▶ **ОТРЫВОК ДЛЯ ЧТЕНИЯ**:
☆ ☆ ☆ ☆ ☆ ☆ ☆

У него низкий, хорошо поставленный голос, он обволакивает и гипнотизирует. Даже жалко прерывать его монолог своими вопросами. Видимо, мысленно он уже сам не раз на них отвечал.

«Нет, — говорит, — злости нет, только огромная усталость и опустошенность от этого затянувшегося фарса».

Фарсом Михаил называет свои отношения с мамой, самым близким ему человеком — по крови, но не по духу.

Михаил Болдуман — сын известного в свое время красавца, актера МХАТа Михаила Пантелеймоновича Болдумана и знаменитой дрессировщицы Натальи Юрьевны Дуровой. Сын, как он сам говорит, блудный и нежеланный, так и не сумевший вписаться в идеальный мир, придуманный его матерью.



-Чай? Кофе? Коньяк? — очень мягко, но настойчиво предлагает хозяин. Есть в его облике что-то невероятно уютное и располагающее, даже его крохотная квартирка (бывшая дворницкая, в которой нет кухни, зато потолки — высоченные) кажется дворянским гнездом. Хочется забраться с ногами в широкое кресло, накрытое клетчатым пледом, прихлебывать обжигающий чай и вдыхать аромат душистого, сладковатого трубочного табака.

Он лукаво щурит глаза и внимательно рассматривает меня сквозь сизый дым.

Сказать, что я люблю мужчин, курящих трубки, это не сказать ничего. Я их обожаю. Люди с трубкой — это особая каста в мужской иерархии, немного надменные, медлительные и очень основательные. Болдуман не исключение, его образ нисколько не портят испачканные сажей пальцы, а раскуривание трубки и вовсе превращается в целый ритуал, позволяющий держать многозначительные паузы.


Достоинства недостойного


Мы перебираем вырезки из газет, интервью Натальи Юрьевны, словно написанные под копирку, одинаковые вопросы, одинаковые ответы: «А ваш сын продолжает династию Дуровых? — Нет, но он…» Далее возможны варианты: «Миша у нас талантлив. Сейчас он доктор наук. Занимается сложной проблемой — беспозвоночные моря и суши, паразитология, океанология и спасение морских вод от заражения химическими отходами». Или: «Судьба наградила двух любящих супругов. Она подарила им смышленого малыша, настолько одаренного, что в полтора года он умел читать, в четыре поступил в школу, а в четырнадцать — в университет. Сейчас Михаил Михайлович Болдуман — доктор биологических наук, ученый и преподаватель. Он всегда был с отцом, а с мамой чаще общался по телефону» (из буклета, посвященного 140-летию династии Дуровых).

☆ ☆ ☆ ☆ ☆ ☆ ☆

▶ **КОРОТКОЕ ЗАДАНИЕ**: Воспроизведите без изменений часть отрывка о Михаиле Болдумане: всё, начиная со слов «У него низкий, хорошо» и вплоть до слов «по крови, но не по духу.». Приведённые далее данные для работы не понадобятся.

▶ **ИЗВЛЕЧЁННЫЕ ДАННЫЕ**:

☆ ☆ ☆ ☆ ☆ ☆ ☆

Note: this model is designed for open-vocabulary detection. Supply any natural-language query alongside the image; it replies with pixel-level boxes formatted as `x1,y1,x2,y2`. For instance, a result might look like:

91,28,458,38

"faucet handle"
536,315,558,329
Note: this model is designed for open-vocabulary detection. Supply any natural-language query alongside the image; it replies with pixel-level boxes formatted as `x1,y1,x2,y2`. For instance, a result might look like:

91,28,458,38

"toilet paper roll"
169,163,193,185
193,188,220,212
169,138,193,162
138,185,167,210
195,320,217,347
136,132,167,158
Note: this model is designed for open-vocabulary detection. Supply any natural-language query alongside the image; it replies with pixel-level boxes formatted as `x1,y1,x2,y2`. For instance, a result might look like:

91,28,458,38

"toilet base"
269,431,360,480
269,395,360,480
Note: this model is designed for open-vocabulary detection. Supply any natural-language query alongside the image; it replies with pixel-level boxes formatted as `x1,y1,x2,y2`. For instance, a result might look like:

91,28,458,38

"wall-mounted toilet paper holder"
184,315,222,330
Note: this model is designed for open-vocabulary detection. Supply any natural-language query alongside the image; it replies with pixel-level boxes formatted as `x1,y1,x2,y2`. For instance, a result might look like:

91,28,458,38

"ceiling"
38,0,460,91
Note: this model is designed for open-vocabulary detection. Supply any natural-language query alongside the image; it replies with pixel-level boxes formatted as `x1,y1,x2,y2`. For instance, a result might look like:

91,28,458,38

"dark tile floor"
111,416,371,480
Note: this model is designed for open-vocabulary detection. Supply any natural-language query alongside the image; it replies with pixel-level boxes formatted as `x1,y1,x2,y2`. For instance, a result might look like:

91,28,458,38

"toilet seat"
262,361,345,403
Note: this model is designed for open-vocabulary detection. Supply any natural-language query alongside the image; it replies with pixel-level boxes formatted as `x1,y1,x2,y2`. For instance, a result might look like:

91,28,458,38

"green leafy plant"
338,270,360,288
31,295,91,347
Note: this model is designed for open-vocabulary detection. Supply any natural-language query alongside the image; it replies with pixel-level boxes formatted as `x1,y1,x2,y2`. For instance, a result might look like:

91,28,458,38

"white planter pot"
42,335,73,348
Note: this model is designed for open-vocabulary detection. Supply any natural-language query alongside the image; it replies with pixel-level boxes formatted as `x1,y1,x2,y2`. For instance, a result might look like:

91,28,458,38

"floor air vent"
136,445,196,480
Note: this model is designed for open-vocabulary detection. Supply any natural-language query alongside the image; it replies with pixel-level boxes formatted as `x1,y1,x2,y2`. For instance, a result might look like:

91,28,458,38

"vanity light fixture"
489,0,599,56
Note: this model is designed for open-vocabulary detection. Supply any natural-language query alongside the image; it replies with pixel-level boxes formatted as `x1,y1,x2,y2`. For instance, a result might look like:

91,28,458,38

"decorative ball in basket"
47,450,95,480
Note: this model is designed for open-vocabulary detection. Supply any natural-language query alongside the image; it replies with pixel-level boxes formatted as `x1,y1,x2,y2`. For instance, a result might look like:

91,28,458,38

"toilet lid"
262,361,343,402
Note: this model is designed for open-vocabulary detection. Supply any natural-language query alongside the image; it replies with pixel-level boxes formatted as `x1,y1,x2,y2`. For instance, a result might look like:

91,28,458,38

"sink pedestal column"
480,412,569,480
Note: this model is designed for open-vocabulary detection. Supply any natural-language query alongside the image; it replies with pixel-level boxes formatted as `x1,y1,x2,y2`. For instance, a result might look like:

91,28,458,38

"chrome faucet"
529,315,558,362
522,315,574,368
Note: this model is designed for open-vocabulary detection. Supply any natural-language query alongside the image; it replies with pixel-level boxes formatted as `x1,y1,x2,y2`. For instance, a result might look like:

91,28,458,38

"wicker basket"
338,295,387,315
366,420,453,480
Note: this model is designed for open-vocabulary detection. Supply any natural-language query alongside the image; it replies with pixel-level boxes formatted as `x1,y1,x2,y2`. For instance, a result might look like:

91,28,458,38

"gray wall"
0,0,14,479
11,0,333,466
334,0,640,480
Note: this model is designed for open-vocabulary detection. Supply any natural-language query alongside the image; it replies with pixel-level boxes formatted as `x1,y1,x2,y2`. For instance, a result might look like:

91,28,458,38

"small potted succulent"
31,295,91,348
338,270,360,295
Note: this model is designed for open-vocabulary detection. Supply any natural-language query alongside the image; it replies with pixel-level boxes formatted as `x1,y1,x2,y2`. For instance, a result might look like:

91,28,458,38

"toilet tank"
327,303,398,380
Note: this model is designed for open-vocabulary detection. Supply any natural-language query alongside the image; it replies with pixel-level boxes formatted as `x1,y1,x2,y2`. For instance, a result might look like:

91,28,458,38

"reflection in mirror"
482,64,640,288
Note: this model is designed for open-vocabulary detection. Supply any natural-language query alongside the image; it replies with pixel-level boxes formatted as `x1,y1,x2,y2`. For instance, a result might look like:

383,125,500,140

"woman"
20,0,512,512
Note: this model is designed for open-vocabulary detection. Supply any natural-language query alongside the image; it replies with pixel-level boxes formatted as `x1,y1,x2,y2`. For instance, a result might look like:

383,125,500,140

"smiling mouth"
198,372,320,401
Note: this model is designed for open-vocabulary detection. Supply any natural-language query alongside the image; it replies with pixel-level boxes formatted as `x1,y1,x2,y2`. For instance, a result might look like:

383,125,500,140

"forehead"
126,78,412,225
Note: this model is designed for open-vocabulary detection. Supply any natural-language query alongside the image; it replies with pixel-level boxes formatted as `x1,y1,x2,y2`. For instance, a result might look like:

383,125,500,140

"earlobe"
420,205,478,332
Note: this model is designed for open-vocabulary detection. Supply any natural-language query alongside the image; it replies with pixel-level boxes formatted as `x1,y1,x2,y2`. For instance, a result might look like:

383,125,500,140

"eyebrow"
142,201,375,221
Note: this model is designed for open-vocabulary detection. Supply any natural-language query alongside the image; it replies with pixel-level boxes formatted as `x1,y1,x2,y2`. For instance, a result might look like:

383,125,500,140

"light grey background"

☆ ☆ ☆ ☆ ☆ ☆ ☆

▶ **ОТВЕТ К ЗАДАНИЮ**:
У него низкий, хорошо поставленный голос, он обволакивает и гипнотизирует. Даже жалко прерывать его монолог своими вопросами. Видимо, мысленно он уже сам не раз на них отвечал.

«Нет, — говорит, — злости нет, только огромная усталость и опустошенность от этого затянувшегося фарса».

Фарсом Михаил называет свои отношения с мамой, самым близким ему человеком — по крови, но не по духу.